Metin:
Yehova’ya Sevinçle Hizmet Etmek
“RABBE sevinç ile kulluk edin; Onun önüne terennümle (sevinç haykırışları ile) girin.”—MEZMUR 100:2.
1, 2. (a) Almanya’nın Berlin şehrinde geçmişte ırkçılık nasıl ön plana konmuştu? Fakat “Bin Yıllık İmparatorluk” beklentisi nasıl sonuçlandı? (b) Olimpiya Stadyumu 1990 yılı Haziran ayında, 1936 yılındakinin tam tersi bir duruma nasıl şahit oldu? Orada toplanmış olan milletlerarası grubun sevincini perçinleyen neydi?
YER, Berlin’deki Olimpiya Stadyumu. Bu Stadyum, bundan 54 yıl önce Nazi diktatörü Adolf Hitler, dört adet altın madalya kazanmış olan Amerikalı zenci bir atleti küçük düşürdüğü zaman, büyük tartışmalara sahne olmuştu. Zenci atletin zaferi, aslında Hitler’in “Ari ırkın üstünlüğü”a iddiasına indirilen ne büyük bir darbeydi! Fakat geçen yıl, yani 26 Temmuz 1990’da, siyah, beyaz, sarı ırktan ve 64 farklı milliyetten 44.532 kişi birleşmiş bir kavim olarak bu stadyumda, Yehova’nın Şahitleri’nin “Temiz Lisan” Bölge İbadetinde bir araya geldiler. O Perşembe gününün öğle üzeri, ne muazzam bir sevinç oldu! Vaftiz konuşmasının ardından, 1.018 aday, iradesini yapmak üzere kendilerini Yehova Tanrı’ya vakfetmelerinin bir kanıtı olarak sevinçle “Ja!” (Evet!) ve bir daha “Ja!” diye haykırdılar.

Çıkarılan Veriler:
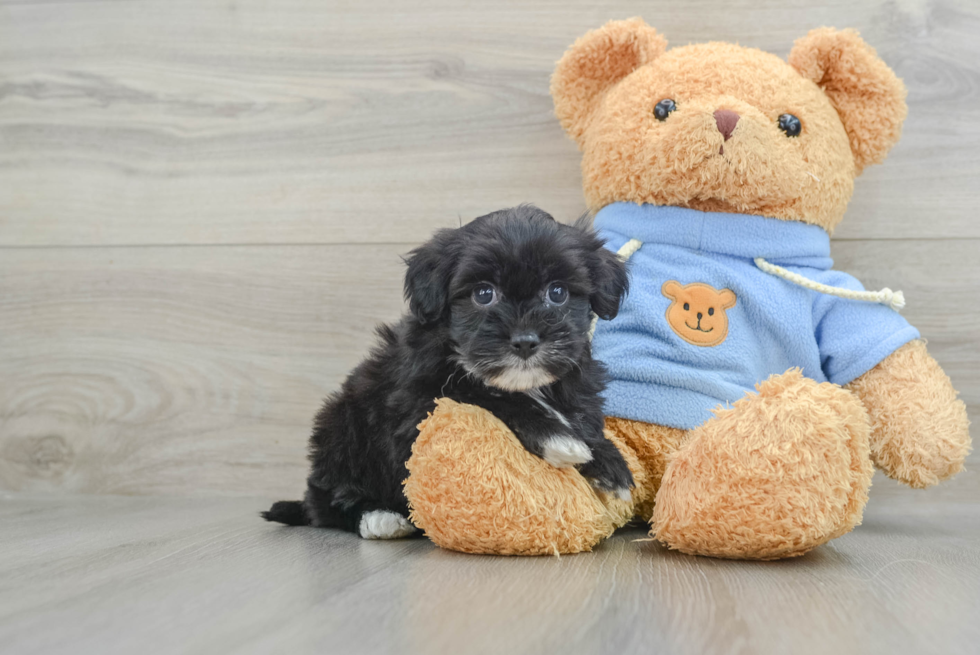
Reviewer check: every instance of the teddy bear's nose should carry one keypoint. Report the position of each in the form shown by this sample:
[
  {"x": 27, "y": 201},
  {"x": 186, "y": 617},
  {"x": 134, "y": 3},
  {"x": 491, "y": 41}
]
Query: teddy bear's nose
[{"x": 726, "y": 120}]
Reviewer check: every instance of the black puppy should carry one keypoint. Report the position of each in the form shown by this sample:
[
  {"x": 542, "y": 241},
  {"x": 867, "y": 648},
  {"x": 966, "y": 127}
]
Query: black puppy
[{"x": 500, "y": 315}]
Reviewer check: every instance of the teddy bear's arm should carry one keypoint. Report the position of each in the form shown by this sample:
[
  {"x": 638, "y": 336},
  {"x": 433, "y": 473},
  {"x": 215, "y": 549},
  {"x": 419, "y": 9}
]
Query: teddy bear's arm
[{"x": 920, "y": 431}]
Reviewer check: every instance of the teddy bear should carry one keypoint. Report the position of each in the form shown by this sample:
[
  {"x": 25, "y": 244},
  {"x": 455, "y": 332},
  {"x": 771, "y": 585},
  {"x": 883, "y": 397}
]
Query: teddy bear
[{"x": 753, "y": 388}]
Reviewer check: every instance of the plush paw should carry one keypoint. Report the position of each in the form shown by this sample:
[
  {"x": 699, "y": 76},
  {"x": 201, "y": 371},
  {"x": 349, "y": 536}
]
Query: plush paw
[
  {"x": 474, "y": 487},
  {"x": 562, "y": 451},
  {"x": 384, "y": 524},
  {"x": 777, "y": 474}
]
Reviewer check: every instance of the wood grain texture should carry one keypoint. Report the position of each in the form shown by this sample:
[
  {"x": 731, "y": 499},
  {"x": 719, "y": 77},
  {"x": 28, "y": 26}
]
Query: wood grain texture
[
  {"x": 91, "y": 574},
  {"x": 228, "y": 121},
  {"x": 197, "y": 370}
]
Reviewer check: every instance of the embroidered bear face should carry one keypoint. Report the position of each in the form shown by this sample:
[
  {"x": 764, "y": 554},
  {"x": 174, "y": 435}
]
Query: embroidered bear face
[
  {"x": 697, "y": 313},
  {"x": 725, "y": 128}
]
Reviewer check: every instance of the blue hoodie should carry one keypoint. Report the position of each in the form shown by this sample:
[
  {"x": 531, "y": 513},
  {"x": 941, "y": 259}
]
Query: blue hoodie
[{"x": 671, "y": 375}]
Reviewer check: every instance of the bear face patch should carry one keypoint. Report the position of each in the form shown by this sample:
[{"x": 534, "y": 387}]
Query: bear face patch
[{"x": 697, "y": 313}]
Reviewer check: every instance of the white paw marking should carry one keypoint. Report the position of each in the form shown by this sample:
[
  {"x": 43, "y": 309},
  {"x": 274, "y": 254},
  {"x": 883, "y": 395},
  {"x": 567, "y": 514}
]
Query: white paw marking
[
  {"x": 384, "y": 524},
  {"x": 561, "y": 452},
  {"x": 623, "y": 494}
]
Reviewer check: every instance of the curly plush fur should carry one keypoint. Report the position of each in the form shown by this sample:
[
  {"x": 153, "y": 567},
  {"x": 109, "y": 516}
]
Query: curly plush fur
[{"x": 784, "y": 469}]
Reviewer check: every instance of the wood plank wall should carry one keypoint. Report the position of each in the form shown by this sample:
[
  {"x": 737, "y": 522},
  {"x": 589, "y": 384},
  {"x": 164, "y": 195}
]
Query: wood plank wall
[{"x": 203, "y": 203}]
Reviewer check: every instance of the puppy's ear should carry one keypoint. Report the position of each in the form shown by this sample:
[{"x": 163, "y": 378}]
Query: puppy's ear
[
  {"x": 609, "y": 283},
  {"x": 430, "y": 271}
]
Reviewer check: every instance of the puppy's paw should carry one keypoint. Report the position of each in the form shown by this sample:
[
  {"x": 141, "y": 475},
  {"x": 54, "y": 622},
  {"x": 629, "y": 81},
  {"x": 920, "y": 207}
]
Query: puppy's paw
[
  {"x": 384, "y": 524},
  {"x": 609, "y": 473},
  {"x": 562, "y": 451}
]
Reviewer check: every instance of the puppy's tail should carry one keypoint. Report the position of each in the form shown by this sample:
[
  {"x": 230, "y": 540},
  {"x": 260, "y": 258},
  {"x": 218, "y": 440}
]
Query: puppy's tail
[{"x": 290, "y": 512}]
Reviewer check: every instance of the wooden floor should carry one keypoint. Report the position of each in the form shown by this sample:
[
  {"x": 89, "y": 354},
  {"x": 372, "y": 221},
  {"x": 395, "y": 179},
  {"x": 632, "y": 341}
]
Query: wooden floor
[{"x": 111, "y": 574}]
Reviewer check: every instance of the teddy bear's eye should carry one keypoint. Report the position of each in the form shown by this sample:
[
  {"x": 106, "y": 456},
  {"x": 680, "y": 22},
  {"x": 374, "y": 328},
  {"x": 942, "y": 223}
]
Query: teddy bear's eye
[
  {"x": 663, "y": 108},
  {"x": 790, "y": 124}
]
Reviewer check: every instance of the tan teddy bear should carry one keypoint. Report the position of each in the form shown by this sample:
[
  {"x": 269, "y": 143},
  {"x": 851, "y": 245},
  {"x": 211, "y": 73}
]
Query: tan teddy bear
[{"x": 752, "y": 385}]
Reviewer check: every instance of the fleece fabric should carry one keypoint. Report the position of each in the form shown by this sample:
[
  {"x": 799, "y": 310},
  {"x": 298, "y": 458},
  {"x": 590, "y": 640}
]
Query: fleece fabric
[{"x": 661, "y": 370}]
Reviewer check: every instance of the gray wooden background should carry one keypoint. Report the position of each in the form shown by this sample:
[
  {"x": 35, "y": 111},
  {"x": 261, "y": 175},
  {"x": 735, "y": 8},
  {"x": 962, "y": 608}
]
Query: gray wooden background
[{"x": 203, "y": 203}]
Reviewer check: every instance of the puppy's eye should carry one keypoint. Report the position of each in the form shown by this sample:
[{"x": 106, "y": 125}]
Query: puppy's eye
[
  {"x": 483, "y": 294},
  {"x": 790, "y": 124},
  {"x": 557, "y": 293},
  {"x": 663, "y": 108}
]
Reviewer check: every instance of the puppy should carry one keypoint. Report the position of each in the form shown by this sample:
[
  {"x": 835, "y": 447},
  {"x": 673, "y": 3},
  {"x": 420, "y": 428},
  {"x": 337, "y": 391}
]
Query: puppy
[{"x": 500, "y": 311}]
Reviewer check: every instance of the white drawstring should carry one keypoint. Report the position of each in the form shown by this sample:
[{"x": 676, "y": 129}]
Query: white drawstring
[
  {"x": 625, "y": 252},
  {"x": 894, "y": 299}
]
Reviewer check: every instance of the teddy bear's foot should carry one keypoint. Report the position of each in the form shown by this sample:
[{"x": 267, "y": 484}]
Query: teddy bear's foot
[
  {"x": 474, "y": 488},
  {"x": 777, "y": 474}
]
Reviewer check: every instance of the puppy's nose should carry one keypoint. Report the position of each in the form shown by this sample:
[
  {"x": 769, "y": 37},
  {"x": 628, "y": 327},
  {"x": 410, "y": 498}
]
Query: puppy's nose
[
  {"x": 525, "y": 343},
  {"x": 726, "y": 120}
]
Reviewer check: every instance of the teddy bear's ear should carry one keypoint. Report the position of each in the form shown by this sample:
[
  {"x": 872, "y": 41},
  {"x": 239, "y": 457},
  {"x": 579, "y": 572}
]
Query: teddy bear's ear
[
  {"x": 868, "y": 96},
  {"x": 594, "y": 63}
]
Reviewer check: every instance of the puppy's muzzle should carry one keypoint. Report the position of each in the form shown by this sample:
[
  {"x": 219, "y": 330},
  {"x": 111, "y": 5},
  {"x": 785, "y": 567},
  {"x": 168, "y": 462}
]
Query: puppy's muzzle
[{"x": 525, "y": 344}]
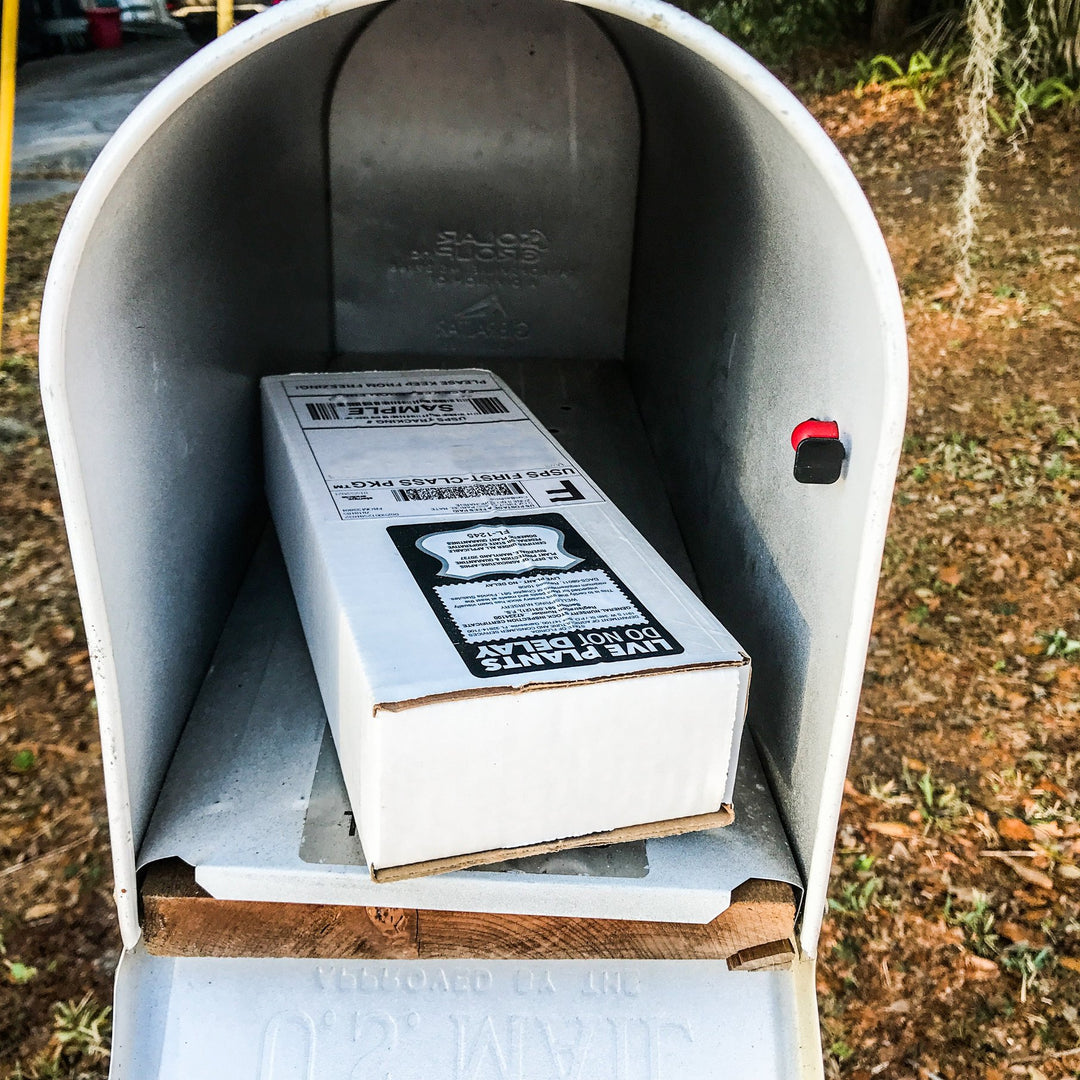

Görev Tanımı: Yehova’ya sevinçle hizmet etmeyi konu alan metinden “1, 2. (a) Almanya’nın” ifadesiyle başlayıp “sevincini perçinleyen neydi?” ifadesiyle biten bölümü hiçbir değişiklik yapmadan çıkarınız.

Alıştırma Yanıtı:
1, 2. (a) Almanya’nın Berlin şehrinde geçmişte ırkçılık nasıl ön plana konmuştu? Fakat “Bin Yıllık İmparatorluk” beklentisi nasıl sonuçlandı? (b) Olimpiya Stadyumu 1990 yılı Haziran ayında, 1936 yılındakinin tam tersi bir duruma nasıl şahit oldu? Orada toplanmış olan milletlerarası grubun sevincini perçinleyen neydi?